[Items from a labeling collection]
********************
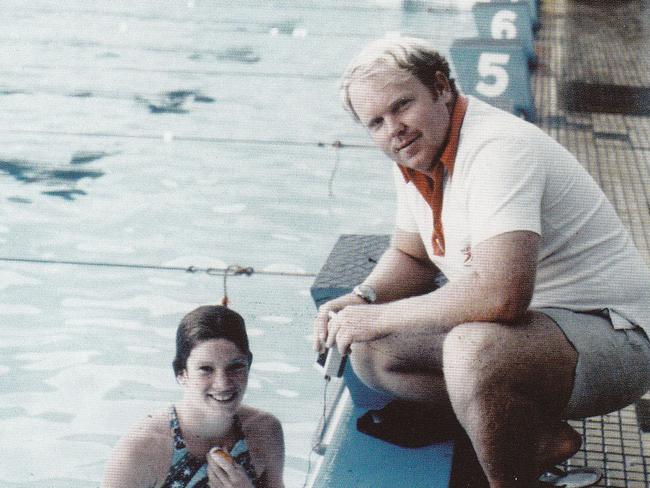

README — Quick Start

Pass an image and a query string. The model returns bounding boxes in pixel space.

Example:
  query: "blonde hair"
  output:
[339,37,458,122]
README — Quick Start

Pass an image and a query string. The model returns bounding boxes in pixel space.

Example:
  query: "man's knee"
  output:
[350,342,402,390]
[442,322,511,395]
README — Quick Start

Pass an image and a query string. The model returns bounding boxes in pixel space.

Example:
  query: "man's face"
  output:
[349,73,452,173]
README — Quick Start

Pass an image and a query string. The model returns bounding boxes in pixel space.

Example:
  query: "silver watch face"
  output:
[353,285,377,303]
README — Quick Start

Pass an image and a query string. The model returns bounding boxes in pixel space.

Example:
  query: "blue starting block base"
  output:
[309,234,487,488]
[317,392,453,488]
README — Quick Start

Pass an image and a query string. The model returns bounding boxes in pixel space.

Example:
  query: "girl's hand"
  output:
[206,447,255,488]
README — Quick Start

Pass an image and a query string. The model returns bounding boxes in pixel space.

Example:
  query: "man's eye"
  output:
[368,119,381,130]
[397,98,412,108]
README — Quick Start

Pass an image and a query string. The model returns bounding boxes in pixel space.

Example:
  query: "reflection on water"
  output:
[0,158,105,203]
[135,90,215,114]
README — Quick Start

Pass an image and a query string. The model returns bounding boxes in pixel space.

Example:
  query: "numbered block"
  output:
[449,38,537,121]
[472,2,537,65]
[470,0,539,30]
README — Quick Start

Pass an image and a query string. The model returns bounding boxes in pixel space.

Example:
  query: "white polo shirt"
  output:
[394,96,650,335]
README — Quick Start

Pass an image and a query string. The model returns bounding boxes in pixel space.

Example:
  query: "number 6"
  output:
[490,10,517,39]
[476,53,510,97]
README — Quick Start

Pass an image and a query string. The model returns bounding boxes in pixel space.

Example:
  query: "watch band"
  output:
[352,283,377,303]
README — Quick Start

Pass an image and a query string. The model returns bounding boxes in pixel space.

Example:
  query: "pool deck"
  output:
[533,0,650,488]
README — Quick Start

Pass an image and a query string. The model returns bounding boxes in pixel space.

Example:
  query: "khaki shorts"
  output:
[538,308,650,419]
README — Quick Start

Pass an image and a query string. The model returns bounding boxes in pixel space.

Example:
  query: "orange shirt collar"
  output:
[397,95,469,183]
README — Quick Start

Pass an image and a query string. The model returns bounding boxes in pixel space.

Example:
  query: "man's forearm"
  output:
[364,247,437,303]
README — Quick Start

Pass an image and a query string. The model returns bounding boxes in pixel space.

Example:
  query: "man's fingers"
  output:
[314,309,328,352]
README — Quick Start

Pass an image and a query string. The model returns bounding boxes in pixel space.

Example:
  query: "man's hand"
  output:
[314,293,366,353]
[325,302,391,354]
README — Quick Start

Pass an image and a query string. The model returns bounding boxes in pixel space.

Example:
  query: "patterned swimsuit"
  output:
[162,407,263,488]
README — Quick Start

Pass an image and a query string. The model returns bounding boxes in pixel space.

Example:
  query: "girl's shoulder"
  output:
[238,406,284,487]
[238,405,282,437]
[102,412,172,488]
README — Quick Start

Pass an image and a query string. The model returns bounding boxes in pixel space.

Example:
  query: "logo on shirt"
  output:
[460,245,472,266]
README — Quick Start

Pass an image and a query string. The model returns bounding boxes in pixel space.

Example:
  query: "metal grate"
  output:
[565,405,650,488]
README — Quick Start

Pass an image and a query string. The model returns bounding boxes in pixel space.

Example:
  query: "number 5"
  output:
[476,53,510,97]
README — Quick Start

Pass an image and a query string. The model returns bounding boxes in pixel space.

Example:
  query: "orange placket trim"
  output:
[398,95,468,256]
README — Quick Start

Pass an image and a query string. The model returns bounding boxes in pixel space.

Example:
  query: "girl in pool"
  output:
[102,306,284,488]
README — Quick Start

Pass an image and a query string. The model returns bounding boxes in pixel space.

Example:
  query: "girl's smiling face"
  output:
[179,339,249,414]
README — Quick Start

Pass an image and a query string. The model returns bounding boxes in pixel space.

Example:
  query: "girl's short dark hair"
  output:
[172,305,253,376]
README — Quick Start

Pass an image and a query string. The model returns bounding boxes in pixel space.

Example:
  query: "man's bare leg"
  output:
[443,312,580,488]
[351,312,580,487]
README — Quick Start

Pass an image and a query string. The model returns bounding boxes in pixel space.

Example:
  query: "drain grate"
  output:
[561,81,650,115]
[566,405,650,488]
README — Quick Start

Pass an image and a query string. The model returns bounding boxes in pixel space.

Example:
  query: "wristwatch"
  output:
[352,283,377,303]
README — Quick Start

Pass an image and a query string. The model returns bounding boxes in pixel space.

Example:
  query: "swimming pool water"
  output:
[0,0,473,487]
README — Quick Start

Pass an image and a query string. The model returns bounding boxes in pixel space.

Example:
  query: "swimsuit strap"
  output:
[162,406,207,488]
[163,405,263,488]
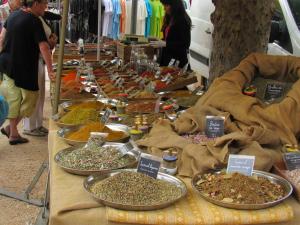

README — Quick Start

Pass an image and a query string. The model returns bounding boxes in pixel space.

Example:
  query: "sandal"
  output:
[9,136,29,145]
[23,129,47,137]
[37,126,49,134]
[0,128,9,138]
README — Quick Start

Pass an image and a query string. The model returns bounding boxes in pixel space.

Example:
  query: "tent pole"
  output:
[52,0,69,114]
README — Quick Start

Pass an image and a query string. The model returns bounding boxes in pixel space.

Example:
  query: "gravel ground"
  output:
[0,81,51,225]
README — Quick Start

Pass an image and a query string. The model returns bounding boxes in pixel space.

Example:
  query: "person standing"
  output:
[0,0,54,145]
[23,17,57,137]
[0,0,21,32]
[160,0,192,68]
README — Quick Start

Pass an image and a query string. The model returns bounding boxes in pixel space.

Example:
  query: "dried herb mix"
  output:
[61,146,136,170]
[91,172,181,206]
[196,173,285,204]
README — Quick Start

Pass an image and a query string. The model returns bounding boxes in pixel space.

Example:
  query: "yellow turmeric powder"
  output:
[67,122,127,142]
[59,108,99,125]
[68,101,105,111]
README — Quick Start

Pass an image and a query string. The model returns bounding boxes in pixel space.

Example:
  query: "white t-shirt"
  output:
[102,0,113,36]
[135,0,148,35]
[125,0,132,34]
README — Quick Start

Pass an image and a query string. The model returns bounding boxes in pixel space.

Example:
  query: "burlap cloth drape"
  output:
[137,53,300,176]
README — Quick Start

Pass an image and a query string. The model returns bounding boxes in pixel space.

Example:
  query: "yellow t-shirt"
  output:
[150,0,165,38]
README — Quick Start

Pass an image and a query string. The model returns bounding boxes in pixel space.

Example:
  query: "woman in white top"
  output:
[23,14,57,137]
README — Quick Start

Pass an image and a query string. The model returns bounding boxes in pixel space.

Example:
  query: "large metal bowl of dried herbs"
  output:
[54,143,139,176]
[84,169,187,211]
[57,122,130,146]
[192,170,293,210]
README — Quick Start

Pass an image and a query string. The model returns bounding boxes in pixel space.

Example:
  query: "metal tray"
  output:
[192,170,293,210]
[57,123,130,146]
[59,99,105,112]
[83,169,187,211]
[54,142,140,176]
[51,112,100,129]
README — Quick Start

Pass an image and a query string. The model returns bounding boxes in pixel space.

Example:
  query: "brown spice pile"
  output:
[91,172,181,205]
[196,173,285,204]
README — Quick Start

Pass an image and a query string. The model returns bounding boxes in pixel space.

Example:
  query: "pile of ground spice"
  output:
[196,173,285,204]
[91,172,182,205]
[66,122,128,142]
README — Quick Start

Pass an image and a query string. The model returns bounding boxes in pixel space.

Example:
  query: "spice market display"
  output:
[50,39,300,225]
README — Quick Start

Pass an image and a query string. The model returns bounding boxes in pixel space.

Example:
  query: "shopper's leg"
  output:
[23,59,45,131]
[17,88,39,141]
[36,62,45,128]
[0,74,22,138]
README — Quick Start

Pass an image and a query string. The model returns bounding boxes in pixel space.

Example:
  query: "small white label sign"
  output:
[227,155,255,176]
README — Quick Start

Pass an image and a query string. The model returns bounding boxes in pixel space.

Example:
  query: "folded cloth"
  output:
[136,120,280,177]
[137,53,300,176]
[106,179,294,225]
[0,96,8,126]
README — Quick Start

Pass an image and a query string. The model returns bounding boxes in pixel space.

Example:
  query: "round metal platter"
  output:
[54,142,139,176]
[192,170,293,210]
[59,99,105,112]
[57,123,130,146]
[51,113,83,129]
[83,169,187,211]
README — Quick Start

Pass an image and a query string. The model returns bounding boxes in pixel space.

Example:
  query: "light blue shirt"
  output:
[0,96,8,126]
[145,0,152,37]
[110,0,122,40]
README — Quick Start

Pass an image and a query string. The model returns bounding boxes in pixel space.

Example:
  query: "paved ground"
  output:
[0,81,51,225]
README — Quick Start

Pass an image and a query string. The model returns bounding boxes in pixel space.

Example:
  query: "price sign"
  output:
[227,155,255,176]
[111,74,120,81]
[283,152,300,170]
[264,84,284,101]
[168,59,175,67]
[100,108,112,124]
[134,77,143,83]
[205,116,225,138]
[137,153,161,179]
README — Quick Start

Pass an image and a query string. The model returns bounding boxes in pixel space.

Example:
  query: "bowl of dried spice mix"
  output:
[84,169,187,211]
[57,121,130,146]
[54,143,139,176]
[192,170,293,210]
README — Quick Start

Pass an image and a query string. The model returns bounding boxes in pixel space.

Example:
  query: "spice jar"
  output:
********************
Task requirements: Reproduce the material from its beginning up to and including the line containing "[349,73,452,173]", substituting "pixel coordinates" for every occurrence of "pixel space" and leaving everything else unchanged. Omit the pictures.

Reply:
README — Quick Start

Pass an image and a query string. The model returns bounding boxes in pixel coordinates.

Example:
  query: "blonde hair"
  output:
[339,37,458,122]
README — Quick Start

Pass an image and a query string. The model returns bounding boxes in pixel coordinates.

Example:
  query: "man's knee"
  output:
[350,342,402,390]
[442,322,511,395]
README — Quick Start

Pass an image and a query string. The model returns bounding boxes in pixel coordinates.

Example:
  query: "man's face"
  output:
[349,73,452,173]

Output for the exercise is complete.